Requirement => Return every record below exactly.

(Stored items from a collection)
══════

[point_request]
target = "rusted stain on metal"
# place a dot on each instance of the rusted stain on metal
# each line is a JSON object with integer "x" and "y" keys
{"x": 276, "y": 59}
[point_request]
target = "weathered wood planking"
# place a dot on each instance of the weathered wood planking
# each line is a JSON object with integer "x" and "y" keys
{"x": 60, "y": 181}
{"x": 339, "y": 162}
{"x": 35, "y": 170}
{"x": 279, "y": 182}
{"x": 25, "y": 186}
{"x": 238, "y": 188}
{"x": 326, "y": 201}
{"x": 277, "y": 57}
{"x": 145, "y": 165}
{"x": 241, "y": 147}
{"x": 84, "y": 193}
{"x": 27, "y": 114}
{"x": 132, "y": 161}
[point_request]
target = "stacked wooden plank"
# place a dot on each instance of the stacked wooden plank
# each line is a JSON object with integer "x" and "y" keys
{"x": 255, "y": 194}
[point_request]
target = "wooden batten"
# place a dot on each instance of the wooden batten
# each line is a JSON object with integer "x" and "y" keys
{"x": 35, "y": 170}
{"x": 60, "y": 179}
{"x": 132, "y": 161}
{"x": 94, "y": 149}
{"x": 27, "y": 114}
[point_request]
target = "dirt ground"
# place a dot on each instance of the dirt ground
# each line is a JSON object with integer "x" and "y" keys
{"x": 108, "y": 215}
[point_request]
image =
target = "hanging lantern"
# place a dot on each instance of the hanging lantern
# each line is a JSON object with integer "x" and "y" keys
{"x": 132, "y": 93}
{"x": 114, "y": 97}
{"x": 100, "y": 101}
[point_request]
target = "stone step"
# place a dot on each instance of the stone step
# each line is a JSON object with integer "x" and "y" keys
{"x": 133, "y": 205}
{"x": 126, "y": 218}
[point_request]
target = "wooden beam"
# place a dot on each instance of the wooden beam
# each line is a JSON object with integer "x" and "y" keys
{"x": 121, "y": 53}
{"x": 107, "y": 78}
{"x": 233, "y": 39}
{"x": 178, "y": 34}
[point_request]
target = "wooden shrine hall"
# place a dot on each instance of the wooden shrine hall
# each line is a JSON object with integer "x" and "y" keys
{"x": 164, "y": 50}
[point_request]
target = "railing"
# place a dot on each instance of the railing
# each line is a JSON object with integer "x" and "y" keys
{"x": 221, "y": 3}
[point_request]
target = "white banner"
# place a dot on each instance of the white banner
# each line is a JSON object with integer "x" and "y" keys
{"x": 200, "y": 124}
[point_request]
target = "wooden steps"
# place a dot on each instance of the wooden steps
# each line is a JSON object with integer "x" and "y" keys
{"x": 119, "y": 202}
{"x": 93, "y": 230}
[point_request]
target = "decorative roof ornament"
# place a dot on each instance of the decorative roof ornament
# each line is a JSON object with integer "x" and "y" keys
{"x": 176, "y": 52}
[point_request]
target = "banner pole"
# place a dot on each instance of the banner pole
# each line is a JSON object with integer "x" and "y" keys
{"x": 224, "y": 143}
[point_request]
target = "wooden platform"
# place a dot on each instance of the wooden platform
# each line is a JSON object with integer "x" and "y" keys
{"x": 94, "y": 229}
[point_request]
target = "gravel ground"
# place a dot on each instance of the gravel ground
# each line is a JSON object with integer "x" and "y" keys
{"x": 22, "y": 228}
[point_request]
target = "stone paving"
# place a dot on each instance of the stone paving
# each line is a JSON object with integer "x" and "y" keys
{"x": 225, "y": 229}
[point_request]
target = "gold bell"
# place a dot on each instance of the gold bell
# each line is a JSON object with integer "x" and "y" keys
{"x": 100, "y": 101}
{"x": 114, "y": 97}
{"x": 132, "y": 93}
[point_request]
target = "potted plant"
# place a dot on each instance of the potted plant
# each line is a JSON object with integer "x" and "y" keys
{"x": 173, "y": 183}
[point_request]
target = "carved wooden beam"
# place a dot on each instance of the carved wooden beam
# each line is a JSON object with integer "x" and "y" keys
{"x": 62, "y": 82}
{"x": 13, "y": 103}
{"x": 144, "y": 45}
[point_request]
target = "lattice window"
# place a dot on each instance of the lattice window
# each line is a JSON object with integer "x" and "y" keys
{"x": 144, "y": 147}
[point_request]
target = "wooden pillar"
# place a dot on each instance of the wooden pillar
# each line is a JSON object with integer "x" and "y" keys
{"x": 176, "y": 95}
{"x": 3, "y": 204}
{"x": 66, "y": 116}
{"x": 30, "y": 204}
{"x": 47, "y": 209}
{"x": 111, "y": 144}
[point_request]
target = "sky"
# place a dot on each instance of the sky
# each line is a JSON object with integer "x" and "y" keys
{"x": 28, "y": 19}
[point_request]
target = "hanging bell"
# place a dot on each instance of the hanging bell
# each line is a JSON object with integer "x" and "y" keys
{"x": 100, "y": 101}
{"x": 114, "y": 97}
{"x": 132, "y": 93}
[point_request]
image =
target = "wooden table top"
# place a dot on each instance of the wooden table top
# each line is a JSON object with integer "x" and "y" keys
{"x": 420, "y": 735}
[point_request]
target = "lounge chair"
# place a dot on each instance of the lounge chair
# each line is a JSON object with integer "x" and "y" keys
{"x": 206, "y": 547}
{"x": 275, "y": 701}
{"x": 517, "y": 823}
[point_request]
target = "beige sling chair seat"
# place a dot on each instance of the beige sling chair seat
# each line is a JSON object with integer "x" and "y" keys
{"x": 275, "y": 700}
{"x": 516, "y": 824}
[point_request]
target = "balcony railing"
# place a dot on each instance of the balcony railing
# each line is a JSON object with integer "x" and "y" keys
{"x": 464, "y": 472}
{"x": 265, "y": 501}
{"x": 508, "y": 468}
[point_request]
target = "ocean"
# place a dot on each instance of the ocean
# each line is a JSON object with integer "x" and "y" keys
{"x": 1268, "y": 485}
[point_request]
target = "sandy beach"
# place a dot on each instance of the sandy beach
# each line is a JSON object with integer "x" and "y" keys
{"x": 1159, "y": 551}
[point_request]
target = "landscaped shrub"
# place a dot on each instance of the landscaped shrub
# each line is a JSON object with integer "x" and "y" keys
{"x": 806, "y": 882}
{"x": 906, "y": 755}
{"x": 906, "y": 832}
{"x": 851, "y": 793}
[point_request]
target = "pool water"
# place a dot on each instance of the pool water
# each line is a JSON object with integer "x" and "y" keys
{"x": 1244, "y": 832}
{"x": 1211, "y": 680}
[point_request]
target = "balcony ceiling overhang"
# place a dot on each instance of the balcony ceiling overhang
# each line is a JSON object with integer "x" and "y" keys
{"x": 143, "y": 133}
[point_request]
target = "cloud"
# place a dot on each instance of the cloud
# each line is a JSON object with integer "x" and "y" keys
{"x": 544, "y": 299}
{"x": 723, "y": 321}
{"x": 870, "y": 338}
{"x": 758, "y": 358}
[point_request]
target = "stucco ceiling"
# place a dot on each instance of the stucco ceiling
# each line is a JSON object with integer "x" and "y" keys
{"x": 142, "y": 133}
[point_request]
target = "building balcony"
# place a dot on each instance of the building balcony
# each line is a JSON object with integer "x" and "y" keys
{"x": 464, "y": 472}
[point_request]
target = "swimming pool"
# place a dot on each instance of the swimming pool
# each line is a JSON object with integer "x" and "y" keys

══════

Answer box =>
[point_request]
target = "rusted stain on metal"
# place a dot on each instance of the rusted stain on metal
# each line is a JSON object with integer "x" and "y" keys
{"x": 276, "y": 59}
[point_request]
target = "weathered wood planking"
# place a dot on each instance of the weathered wood planking
# each line is a JSON object with integer "x" and "y" keys
{"x": 60, "y": 181}
{"x": 339, "y": 162}
{"x": 35, "y": 170}
{"x": 279, "y": 182}
{"x": 25, "y": 186}
{"x": 238, "y": 188}
{"x": 326, "y": 201}
{"x": 277, "y": 57}
{"x": 145, "y": 165}
{"x": 241, "y": 147}
{"x": 84, "y": 193}
{"x": 27, "y": 114}
{"x": 132, "y": 161}
[point_request]
target = "stacked wooden plank"
# place a dot on each instance of the stacked wooden plank
# each line is a JSON object with integer "x" and "y" keys
{"x": 255, "y": 194}
[point_request]
target = "wooden batten"
# place a dot on each instance of the wooden batten
# each line is a JSON object with integer "x" and "y" keys
{"x": 35, "y": 170}
{"x": 60, "y": 179}
{"x": 132, "y": 161}
{"x": 94, "y": 149}
{"x": 27, "y": 114}
[point_request]
target = "dirt ground"
# place a dot on each instance of the dirt ground
# each line is a JSON object with integer "x" and "y" keys
{"x": 108, "y": 215}
[point_request]
image =
target = "hanging lantern"
# place a dot on each instance of the hanging lantern
# each line is a JSON object with integer "x" and "y" keys
{"x": 132, "y": 93}
{"x": 114, "y": 97}
{"x": 100, "y": 101}
[point_request]
target = "stone step"
# place a dot on each instance of the stone step
# each line is a JSON object with integer "x" and "y" keys
{"x": 133, "y": 205}
{"x": 126, "y": 218}
[point_request]
target = "wooden beam"
# place a dot on each instance of the wooden beam
# each line is a JSON object with integer "x" and "y" keys
{"x": 121, "y": 53}
{"x": 107, "y": 78}
{"x": 233, "y": 39}
{"x": 178, "y": 34}
[point_request]
target = "wooden shrine hall"
# place a dot on each instance of the wooden shrine hall
# each line is a JSON object with integer "x" and "y" keys
{"x": 164, "y": 50}
[point_request]
target = "railing"
# place a dot on each instance of the railing
# each line is a JSON object with integer "x" and "y" keys
{"x": 221, "y": 3}
[point_request]
target = "white banner"
# place a dot on each instance of the white banner
# each line is a JSON object with integer "x" and "y" keys
{"x": 200, "y": 124}
[point_request]
target = "wooden steps"
# place a dot on each instance of the wooden steps
# each line is a JSON object with integer "x" and "y" keys
{"x": 119, "y": 202}
{"x": 93, "y": 230}
[point_request]
target = "decorative roof ornament"
# place a dot on each instance of the decorative roof ornament
# each line is a JSON object with integer "x" and "y" keys
{"x": 176, "y": 52}
[point_request]
target = "banner pole"
# place a dot on each instance of the banner pole
# each line is a JSON object with integer "x" and "y" keys
{"x": 224, "y": 143}
[point_request]
target = "wooden platform"
# place a dot on each instance of the wooden platform
# each line is a JSON object with integer "x" and "y" keys
{"x": 94, "y": 229}
[point_request]
target = "gravel ground"
# place a dot on each instance of the gravel ground
# each line is a JSON object with integer "x" and "y" keys
{"x": 22, "y": 228}
[point_request]
target = "stone paving"
# place a dot on each instance of the stone paving
# each line is a JSON object with integer "x" and "y" keys
{"x": 225, "y": 229}
[point_request]
target = "gold bell"
# place a dot on each instance of the gold bell
# each line is a JSON object with integer "x" and "y" keys
{"x": 100, "y": 101}
{"x": 114, "y": 97}
{"x": 132, "y": 93}
[point_request]
target = "potted plant"
# place a dot on each instance of the potted plant
# each line is a JSON object with integer "x" and "y" keys
{"x": 173, "y": 183}
[point_request]
target = "carved wooden beam"
# place a dot on each instance of the carved wooden beam
# each line is a JSON object with integer "x" and "y" keys
{"x": 62, "y": 82}
{"x": 13, "y": 103}
{"x": 144, "y": 45}
[point_request]
target = "lattice window"
# place a dot on each instance of the lattice window
# each line is a JSON object with integer "x" and "y" keys
{"x": 144, "y": 147}
[point_request]
target = "wooden pillar"
# place a dot on each instance of the wooden pillar
# each line is a JSON object with integer "x" and "y" keys
{"x": 176, "y": 95}
{"x": 3, "y": 204}
{"x": 66, "y": 116}
{"x": 30, "y": 204}
{"x": 47, "y": 209}
{"x": 111, "y": 144}
[point_request]
target = "sky"
# place a dot on each instance of the sky
# each line is a JSON object with integer "x" and "y" keys
{"x": 28, "y": 19}
[point_request]
target = "hanging bell"
# place a dot on each instance of the hanging bell
# each line is a JSON object with integer "x" and "y" keys
{"x": 100, "y": 101}
{"x": 114, "y": 97}
{"x": 132, "y": 93}
[point_request]
image =
target = "wooden table top"
# place a dot on each instance of the wooden table top
# each line is a JSON object with integer "x" and "y" keys
{"x": 420, "y": 735}
[point_request]
target = "lounge chair"
# place a dot on each instance of the lounge chair
# each line is a JSON object with integer "x" and "y" keys
{"x": 206, "y": 547}
{"x": 275, "y": 701}
{"x": 517, "y": 823}
[point_request]
target = "beige sling chair seat"
# place a dot on each instance of the beige sling chair seat
# each line is a JSON object with integer "x" and "y" keys
{"x": 275, "y": 700}
{"x": 516, "y": 824}
[point_request]
target = "balcony railing"
# place a dot on each instance of the balcony railing
# each line is a JSON object with integer "x" and "y" keys
{"x": 464, "y": 472}
{"x": 265, "y": 501}
{"x": 508, "y": 468}
[point_request]
target = "ocean"
# place a dot on each instance of the ocean
# each line is a JSON object with integer "x" and "y" keys
{"x": 1268, "y": 485}
[point_request]
target = "sandy beach"
# place a dot on each instance of the sandy beach
# each line is a JSON object with integer "x" and "y" keys
{"x": 1159, "y": 551}
[point_request]
target = "landscaped shrub"
# place a dot on each instance of the landscaped shrub
# each line is a JSON object with integer "x" and "y" keys
{"x": 806, "y": 882}
{"x": 906, "y": 755}
{"x": 906, "y": 832}
{"x": 851, "y": 793}
[point_request]
target = "pool water"
# place a dot on each instance of the pool water
# each line is a JSON object with integer "x" and "y" keys
{"x": 1244, "y": 832}
{"x": 1211, "y": 680}
[point_request]
target = "balcony ceiling overhang"
# place a dot on each instance of the balcony ceiling overhang
# each line is a JSON object with integer "x" and "y" keys
{"x": 143, "y": 133}
[point_request]
target = "cloud"
# place a dot on each instance of the cloud
# each line is a JSON object with integer "x" and "y" keys
{"x": 544, "y": 299}
{"x": 723, "y": 321}
{"x": 870, "y": 338}
{"x": 758, "y": 358}
[point_request]
target = "stucco ceiling"
# place a dot on each instance of the stucco ceiling
# each line is a JSON object with integer "x" and "y" keys
{"x": 142, "y": 133}
[point_request]
target = "building balcony"
# place a dot on each instance of the building balcony
# each line is a JSON object with integer "x" and "y" keys
{"x": 464, "y": 472}
[point_request]
target = "swimming pool"
# place a dot on each instance of the swimming pool
# each line is a JSON object with integer "x" and "y" keys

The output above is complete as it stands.